## Problems to solve
1 – Write out the stretch from "Many patients need" through "114: 3, 34-37." in the passage on acute non-invasive ventilation, copying it word for word.
2 – According to the passage on acute non-invasive ventilation, what share of all deaths from lung disease in the UK is accounted for by COPD?
3 – From the passage on acute non-invasive ventilation, list every area that the study objectives focused on.

## Text passage
--*--
Many patients need to be treated with acute non-invasive ventilation in hospital but the care they receive is not always adequate or standardised. Several factors can negatively affect mortality so it is important that health professionals and hospital managers know what these are, and that staff are assessed to ensure they have the necessary competencies to provide non-invasive ventilation. This article summarises the findings of a recent report by the National Confidential Enquiry into Patient Outcome and Death that was undertaken to identify the factors that have a negative effect on patient care that can be avoided or remedied.

Citation: Ellis G (2018) Factors affecting outcomes in patients receiving acute non-invasive ventilation. Nursing Times [online]; 114: 3, 34-37.

Author: Gemma Ellis is clinical coordinator at the National Confidential Enquiry into Patient Outcome and Death, London.


Acute non-invasive ventilation (NIV) is most commonly used to treat chronic obstructive pulmonary disease (COPD). COPD is the second most common reason for hospital admission and accounts for 25% of all deaths from lung disease in the UK (British Lung Foundation, 2008), so it is vital to ensure that patients with the condition receive appropriate treatment.

The National Confidential Enquiry into Patient Outcome and Death undertook a review of the provision of NIV in the UK (NCEPOD, 2017). The overall aim of the study was to identify and explore avoidable and remediable factors in the process of care for patients treated acutely with NIV. The study objectives focused on:

  • Prompt recognition of ventilatory failure and rapid initiation of NIV;
  • Appropriate documentation and management of ventilator settings;
  • Escalation of treatment decisions and planning, including admission to critical care;
  • Organisational aspects of care delivery for NIV.
--*--
## Material shown
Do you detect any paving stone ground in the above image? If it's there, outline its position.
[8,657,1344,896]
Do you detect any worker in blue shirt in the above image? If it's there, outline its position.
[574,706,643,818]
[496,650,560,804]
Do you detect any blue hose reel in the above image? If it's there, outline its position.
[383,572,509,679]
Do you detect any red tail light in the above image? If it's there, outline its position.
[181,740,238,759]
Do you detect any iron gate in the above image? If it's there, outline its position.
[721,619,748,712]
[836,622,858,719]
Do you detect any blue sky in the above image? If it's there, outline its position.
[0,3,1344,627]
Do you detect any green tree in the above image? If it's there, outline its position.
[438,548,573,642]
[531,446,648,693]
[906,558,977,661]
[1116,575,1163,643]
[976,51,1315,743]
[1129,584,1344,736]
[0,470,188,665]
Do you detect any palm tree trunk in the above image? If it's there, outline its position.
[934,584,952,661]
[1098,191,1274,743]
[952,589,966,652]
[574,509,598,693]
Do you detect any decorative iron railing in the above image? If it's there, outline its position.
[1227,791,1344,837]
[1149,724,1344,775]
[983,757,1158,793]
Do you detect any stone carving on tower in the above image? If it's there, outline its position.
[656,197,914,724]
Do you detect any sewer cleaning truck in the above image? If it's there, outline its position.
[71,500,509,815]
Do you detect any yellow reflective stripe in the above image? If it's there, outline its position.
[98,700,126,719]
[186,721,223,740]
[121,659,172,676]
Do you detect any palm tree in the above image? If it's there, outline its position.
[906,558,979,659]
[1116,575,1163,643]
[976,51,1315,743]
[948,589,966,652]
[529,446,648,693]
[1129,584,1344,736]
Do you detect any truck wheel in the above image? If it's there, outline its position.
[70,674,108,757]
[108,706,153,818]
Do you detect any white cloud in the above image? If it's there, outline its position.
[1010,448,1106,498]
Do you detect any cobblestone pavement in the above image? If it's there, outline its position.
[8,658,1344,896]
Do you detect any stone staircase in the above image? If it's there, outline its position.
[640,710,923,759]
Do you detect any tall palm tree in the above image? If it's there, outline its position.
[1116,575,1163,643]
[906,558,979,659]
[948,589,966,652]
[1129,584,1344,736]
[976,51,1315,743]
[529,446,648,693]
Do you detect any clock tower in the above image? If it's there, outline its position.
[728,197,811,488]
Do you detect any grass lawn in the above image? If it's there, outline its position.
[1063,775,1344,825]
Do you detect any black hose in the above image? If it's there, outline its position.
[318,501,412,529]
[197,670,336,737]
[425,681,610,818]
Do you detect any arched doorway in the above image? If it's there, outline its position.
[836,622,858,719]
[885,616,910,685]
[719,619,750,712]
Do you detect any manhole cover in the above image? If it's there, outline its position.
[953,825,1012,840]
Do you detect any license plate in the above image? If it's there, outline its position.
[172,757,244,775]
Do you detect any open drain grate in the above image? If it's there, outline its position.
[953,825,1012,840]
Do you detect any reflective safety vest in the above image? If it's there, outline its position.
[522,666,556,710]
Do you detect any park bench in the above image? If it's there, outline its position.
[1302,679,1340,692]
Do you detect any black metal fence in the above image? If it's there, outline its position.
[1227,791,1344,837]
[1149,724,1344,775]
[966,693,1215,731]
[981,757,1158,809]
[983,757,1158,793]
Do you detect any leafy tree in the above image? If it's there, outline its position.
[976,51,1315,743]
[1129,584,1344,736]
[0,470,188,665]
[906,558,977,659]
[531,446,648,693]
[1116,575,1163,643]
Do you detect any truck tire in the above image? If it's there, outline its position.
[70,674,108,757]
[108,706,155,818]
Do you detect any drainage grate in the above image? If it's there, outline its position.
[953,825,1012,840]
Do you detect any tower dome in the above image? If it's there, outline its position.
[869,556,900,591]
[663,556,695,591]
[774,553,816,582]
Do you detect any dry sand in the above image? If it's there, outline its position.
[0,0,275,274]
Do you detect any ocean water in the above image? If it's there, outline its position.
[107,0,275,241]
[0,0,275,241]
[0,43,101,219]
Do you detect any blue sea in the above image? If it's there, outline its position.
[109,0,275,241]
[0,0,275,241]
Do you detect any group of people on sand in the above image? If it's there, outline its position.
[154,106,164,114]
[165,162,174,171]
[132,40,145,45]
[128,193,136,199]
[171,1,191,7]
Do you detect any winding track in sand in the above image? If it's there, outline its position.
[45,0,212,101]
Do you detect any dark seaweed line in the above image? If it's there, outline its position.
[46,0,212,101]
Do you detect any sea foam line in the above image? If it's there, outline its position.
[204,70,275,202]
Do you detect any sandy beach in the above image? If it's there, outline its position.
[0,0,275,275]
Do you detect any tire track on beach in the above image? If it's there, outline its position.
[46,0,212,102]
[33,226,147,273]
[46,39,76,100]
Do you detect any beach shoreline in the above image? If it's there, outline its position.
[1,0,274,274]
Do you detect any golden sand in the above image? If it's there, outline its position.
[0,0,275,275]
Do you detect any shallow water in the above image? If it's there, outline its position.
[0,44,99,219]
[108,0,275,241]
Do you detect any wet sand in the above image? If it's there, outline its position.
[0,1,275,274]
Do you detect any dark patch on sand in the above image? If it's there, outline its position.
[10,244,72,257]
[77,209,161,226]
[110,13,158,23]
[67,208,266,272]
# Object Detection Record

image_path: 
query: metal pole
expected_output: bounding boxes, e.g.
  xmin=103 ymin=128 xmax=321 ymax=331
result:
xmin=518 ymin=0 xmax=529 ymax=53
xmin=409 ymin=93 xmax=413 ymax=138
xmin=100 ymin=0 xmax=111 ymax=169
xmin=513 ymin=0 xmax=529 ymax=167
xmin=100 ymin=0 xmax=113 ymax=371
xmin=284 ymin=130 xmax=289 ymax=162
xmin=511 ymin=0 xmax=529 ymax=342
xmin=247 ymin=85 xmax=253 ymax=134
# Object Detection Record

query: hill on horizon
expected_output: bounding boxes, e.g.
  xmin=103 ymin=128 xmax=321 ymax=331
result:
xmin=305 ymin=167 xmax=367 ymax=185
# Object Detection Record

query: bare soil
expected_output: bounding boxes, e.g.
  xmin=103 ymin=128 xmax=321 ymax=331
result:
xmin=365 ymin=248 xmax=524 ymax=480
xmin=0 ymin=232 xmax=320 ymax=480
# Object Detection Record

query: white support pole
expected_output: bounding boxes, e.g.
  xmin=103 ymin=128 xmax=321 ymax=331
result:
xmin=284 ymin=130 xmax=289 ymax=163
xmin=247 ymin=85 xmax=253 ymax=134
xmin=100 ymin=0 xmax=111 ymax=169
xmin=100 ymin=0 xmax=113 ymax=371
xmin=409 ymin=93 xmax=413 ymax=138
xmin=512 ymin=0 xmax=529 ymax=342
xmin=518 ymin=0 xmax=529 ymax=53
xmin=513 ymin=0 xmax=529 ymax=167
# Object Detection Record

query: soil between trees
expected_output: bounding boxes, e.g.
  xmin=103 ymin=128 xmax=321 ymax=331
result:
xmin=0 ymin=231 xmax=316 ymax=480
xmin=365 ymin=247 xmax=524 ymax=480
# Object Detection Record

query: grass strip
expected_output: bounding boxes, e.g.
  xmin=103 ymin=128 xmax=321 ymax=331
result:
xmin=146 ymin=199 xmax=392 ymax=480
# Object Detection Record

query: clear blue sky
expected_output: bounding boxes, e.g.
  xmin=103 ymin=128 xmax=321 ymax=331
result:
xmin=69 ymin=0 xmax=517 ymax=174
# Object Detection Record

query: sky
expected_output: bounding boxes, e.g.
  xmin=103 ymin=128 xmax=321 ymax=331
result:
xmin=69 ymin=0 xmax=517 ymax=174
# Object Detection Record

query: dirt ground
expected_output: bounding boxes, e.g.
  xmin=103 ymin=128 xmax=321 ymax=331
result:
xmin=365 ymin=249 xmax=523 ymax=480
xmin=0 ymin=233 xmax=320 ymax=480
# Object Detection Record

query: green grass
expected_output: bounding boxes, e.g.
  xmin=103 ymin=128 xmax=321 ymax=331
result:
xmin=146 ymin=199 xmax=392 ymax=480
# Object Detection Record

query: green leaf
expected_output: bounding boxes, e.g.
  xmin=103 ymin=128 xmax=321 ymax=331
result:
--*--
## Responses for each task
1 –
Many patients need to be treated with acute non-invasive ventilation in hospital but the care they receive is not always adequate or standardised. Several factors can negatively affect mortality so it is important that health professionals and hospital managers know what these are, and that staff are assessed to ensure they have the necessary competencies to provide non-invasive ventilation. This article summarises the findings of a recent report by the National Confidential Enquiry into Patient Outcome and Death that was undertaken to identify the factors that have a negative effect on patient care that can be avoided or remedied.

Citation: Ellis G (2018) Factors affecting outcomes in patients receiving acute non-invasive ventilation. Nursing Times [online]; 114: 3, 34-37.

2 – COPD accounts for 25% of all deaths from lung disease in the UK.

3 –
- Prompt recognition of ventilatory failure and rapid initiation of NIV
- Appropriate documentation and management of ventilator settings
- Escalation of treatment decisions and planning, including admission to critical care
- Organisational aspects of care delivery for NIV